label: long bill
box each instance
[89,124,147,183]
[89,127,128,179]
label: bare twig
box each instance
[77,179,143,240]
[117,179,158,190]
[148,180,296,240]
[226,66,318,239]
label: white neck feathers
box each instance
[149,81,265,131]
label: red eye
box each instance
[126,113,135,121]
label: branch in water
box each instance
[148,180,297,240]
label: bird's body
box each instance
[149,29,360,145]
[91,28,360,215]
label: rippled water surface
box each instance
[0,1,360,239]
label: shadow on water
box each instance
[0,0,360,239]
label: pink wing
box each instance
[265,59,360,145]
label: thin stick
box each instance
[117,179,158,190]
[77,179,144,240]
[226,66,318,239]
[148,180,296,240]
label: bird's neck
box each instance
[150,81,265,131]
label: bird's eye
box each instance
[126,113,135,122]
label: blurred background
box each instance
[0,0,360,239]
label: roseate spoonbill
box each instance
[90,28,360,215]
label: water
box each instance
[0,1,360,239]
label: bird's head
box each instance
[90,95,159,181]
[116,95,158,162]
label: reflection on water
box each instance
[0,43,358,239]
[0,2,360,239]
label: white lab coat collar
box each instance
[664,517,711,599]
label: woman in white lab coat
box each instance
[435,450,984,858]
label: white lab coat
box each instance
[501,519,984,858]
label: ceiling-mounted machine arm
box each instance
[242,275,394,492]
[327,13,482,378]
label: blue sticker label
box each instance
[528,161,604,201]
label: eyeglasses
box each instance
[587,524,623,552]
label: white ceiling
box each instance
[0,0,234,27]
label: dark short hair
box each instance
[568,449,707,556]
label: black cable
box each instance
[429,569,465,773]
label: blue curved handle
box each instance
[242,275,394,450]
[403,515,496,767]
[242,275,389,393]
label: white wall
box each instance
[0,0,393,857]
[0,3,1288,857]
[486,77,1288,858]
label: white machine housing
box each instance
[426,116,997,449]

▬▬▬

=== What the exercise asks ===
Rewrite all of the records above as a two-column CSV with the header row "prompt,boxes", one row per record. Put each record's request text and its answer in one double-quoted field each, with line breaks replaced by spaces.

=== Full response ===
prompt,boxes
"label: long bill box each instance","[89,124,147,183] [89,127,128,179]"
"label: bare twig box each instance","[77,179,143,240] [117,179,158,190] [148,180,296,240] [226,66,318,239]"
"label: white neck feathers box each instance","[149,81,265,131]"
"label: red eye box each instance","[126,113,135,121]"
"label: branch in water box each instance","[148,180,297,240]"
"label: bird's body box each instance","[149,29,360,145] [91,28,360,215]"
"label: rippled water surface box each instance","[0,1,360,239]"
"label: shadow on water box each instance","[0,0,360,239]"
"label: pink wing box each instance","[265,59,360,145]"
"label: thin stick box each instance","[117,179,158,190] [77,179,144,240] [226,66,318,239] [148,180,296,240]"
"label: bird's neck box each instance","[150,81,265,131]"
"label: bird's eye box each instance","[126,113,135,122]"
"label: blurred background box each instance","[0,0,360,239]"
"label: roseate spoonbill box each instance","[90,28,360,215]"
"label: water box each instance","[0,1,360,239]"
"label: bird's head box each instance","[90,95,159,181] [116,95,158,162]"
"label: reflection on water box each instance","[0,43,358,239] [0,2,360,239]"
"label: white lab coat collar box each instance","[664,517,711,599]"
"label: woman in white lab coat box each instance","[435,450,984,858]"
"label: white lab coat box each instance","[501,519,984,858]"
"label: ceiling-mounted machine arm box each instance","[242,275,394,492] [327,13,482,378]"
"label: blue sticker label box each instance","[528,161,604,201]"
"label: eyeglasses box each instance","[587,524,623,552]"
"label: white ceiling box each instance","[0,0,234,27]"
"label: dark short hair box each instance","[568,449,707,556]"
"label: black cable box each instance","[429,569,465,773]"
"label: blue curved handle box each instance","[242,275,394,450] [403,515,496,767] [242,275,389,393]"
"label: white wall box each instance","[0,0,393,857] [0,3,1288,857] [486,77,1288,858]"
"label: white machine housing box each instance","[426,116,997,449]"